Locate each line in the data below that contains the string "pants" and copy it out. Treat case as significant when matching.

##### RECORDS FOR THIS TASK

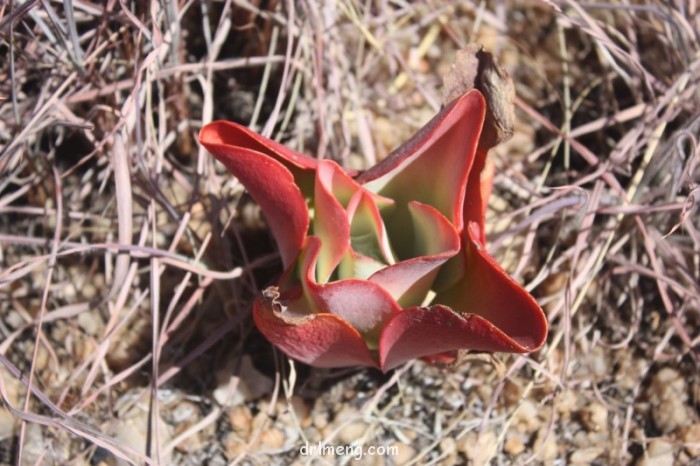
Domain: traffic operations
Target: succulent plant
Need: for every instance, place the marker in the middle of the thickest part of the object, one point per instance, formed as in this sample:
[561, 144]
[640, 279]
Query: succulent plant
[386, 265]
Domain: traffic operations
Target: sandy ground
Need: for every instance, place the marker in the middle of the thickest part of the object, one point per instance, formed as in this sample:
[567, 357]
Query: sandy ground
[129, 258]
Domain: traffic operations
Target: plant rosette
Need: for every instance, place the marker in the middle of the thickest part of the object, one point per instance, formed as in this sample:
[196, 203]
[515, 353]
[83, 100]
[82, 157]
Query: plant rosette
[386, 265]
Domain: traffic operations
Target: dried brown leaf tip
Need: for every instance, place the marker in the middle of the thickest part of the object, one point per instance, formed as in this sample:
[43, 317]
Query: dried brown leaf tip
[474, 68]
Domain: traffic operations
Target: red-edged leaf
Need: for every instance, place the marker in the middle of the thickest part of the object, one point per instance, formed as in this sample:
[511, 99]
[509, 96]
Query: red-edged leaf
[433, 167]
[322, 340]
[488, 291]
[270, 183]
[364, 305]
[233, 134]
[435, 241]
[426, 331]
[368, 235]
[476, 199]
[331, 224]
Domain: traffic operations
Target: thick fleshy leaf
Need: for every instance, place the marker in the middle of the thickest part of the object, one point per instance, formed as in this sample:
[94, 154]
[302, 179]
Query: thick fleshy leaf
[427, 331]
[478, 191]
[432, 167]
[235, 135]
[368, 234]
[270, 183]
[487, 290]
[364, 305]
[435, 241]
[322, 340]
[331, 222]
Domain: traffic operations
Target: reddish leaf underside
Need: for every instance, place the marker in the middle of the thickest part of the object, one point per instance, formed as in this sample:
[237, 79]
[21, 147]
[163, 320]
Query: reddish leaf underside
[435, 242]
[424, 331]
[487, 290]
[321, 340]
[270, 183]
[364, 305]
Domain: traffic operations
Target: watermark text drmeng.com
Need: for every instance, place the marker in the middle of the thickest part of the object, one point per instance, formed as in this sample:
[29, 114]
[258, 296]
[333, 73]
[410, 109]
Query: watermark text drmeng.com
[355, 451]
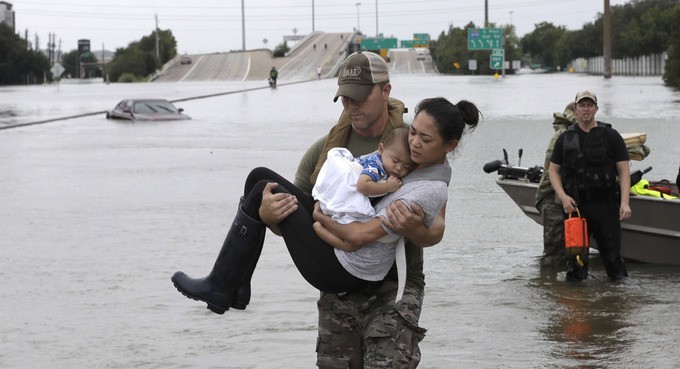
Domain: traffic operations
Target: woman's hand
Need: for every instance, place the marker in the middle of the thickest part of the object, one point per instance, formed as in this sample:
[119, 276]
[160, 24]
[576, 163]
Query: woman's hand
[318, 215]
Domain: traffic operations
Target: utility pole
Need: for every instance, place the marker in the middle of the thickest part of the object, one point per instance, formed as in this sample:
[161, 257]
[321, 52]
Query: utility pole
[157, 51]
[243, 24]
[607, 33]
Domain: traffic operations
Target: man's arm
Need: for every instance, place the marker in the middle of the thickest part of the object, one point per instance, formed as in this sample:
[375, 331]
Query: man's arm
[275, 207]
[624, 186]
[410, 224]
[568, 203]
[355, 235]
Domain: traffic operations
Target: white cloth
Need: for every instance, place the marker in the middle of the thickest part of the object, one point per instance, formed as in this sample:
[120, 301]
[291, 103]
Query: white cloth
[336, 189]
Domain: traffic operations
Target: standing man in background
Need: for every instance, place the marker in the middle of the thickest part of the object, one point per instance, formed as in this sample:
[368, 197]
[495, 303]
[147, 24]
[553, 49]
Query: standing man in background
[584, 168]
[546, 201]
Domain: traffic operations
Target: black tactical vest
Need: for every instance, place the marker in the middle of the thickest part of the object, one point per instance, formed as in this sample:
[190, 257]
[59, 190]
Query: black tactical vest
[590, 168]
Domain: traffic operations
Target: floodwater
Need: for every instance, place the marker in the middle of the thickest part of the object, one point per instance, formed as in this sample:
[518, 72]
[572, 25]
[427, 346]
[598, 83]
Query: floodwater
[96, 215]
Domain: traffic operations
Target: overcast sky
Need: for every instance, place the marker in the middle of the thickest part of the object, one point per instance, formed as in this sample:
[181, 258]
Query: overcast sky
[207, 26]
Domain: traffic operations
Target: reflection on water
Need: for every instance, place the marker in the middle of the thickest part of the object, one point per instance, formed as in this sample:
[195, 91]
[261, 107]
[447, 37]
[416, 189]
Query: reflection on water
[97, 215]
[587, 320]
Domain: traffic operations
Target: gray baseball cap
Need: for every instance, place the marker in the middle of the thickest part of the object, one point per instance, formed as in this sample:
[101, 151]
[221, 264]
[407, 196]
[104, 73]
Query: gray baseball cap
[359, 73]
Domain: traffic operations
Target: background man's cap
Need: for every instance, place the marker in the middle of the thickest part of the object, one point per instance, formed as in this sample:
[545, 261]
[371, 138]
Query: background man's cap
[359, 72]
[586, 95]
[567, 116]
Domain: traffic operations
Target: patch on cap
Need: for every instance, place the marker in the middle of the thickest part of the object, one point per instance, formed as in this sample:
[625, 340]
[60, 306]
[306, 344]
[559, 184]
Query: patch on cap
[586, 95]
[359, 73]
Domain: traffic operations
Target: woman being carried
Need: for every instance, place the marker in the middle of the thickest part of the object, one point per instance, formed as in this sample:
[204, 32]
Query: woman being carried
[436, 130]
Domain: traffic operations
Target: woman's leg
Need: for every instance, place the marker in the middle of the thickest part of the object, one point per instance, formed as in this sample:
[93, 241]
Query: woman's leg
[264, 174]
[222, 288]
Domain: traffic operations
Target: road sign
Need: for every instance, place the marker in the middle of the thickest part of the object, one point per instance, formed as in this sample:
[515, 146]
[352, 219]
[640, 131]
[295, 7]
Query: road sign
[57, 70]
[496, 62]
[378, 43]
[425, 37]
[485, 38]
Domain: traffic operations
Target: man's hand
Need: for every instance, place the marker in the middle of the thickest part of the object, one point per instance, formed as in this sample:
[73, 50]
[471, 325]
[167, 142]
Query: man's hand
[392, 184]
[402, 220]
[568, 204]
[276, 207]
[624, 211]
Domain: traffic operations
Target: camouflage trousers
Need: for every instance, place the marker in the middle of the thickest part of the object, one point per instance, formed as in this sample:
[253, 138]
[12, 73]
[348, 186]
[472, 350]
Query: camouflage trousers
[552, 215]
[366, 329]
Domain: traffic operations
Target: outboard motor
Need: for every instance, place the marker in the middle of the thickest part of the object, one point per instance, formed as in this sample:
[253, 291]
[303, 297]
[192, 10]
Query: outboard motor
[509, 171]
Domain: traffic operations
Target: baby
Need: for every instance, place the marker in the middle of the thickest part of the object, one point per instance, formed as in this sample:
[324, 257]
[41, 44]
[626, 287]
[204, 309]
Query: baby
[345, 184]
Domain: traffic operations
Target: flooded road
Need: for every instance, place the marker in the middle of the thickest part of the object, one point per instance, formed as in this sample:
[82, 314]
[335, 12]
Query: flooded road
[96, 216]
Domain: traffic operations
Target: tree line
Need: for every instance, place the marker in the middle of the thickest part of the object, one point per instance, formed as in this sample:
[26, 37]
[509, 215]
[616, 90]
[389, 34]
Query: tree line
[638, 28]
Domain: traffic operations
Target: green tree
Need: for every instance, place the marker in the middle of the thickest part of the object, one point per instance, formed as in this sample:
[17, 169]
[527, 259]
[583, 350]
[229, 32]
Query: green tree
[18, 65]
[451, 49]
[671, 76]
[540, 45]
[139, 58]
[88, 64]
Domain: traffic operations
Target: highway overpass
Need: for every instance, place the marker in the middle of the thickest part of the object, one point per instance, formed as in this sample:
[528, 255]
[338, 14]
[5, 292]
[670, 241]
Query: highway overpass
[318, 49]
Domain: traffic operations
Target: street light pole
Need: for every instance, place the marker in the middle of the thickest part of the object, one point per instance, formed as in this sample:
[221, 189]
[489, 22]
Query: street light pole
[358, 25]
[377, 34]
[243, 25]
[607, 38]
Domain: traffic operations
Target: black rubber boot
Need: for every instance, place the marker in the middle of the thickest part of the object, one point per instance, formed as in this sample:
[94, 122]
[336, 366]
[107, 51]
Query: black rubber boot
[238, 256]
[242, 295]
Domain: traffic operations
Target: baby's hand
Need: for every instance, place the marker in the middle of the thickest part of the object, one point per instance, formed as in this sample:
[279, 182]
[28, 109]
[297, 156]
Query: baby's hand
[392, 184]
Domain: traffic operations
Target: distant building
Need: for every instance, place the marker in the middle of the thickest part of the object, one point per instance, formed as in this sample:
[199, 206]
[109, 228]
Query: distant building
[7, 14]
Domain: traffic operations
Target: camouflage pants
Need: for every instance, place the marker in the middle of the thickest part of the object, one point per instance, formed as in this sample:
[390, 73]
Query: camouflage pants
[552, 215]
[366, 329]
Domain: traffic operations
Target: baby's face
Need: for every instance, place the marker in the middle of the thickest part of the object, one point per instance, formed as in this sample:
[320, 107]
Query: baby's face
[397, 160]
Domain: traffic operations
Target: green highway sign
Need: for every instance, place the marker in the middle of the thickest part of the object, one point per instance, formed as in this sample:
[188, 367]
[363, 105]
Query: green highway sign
[496, 62]
[378, 43]
[485, 38]
[424, 37]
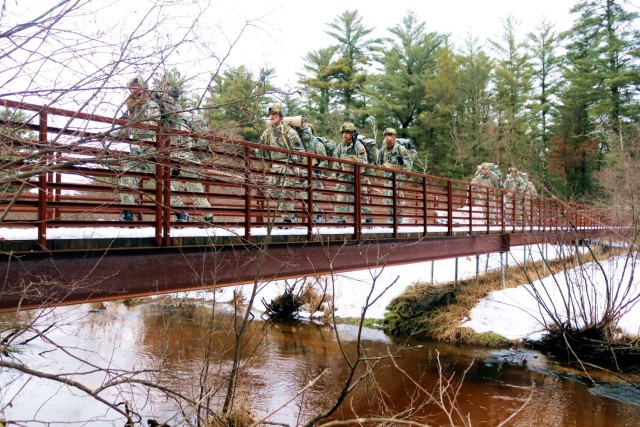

##########

*SOLVED EXERCISE:*
Target: camouflage pants
Query: camouflage pants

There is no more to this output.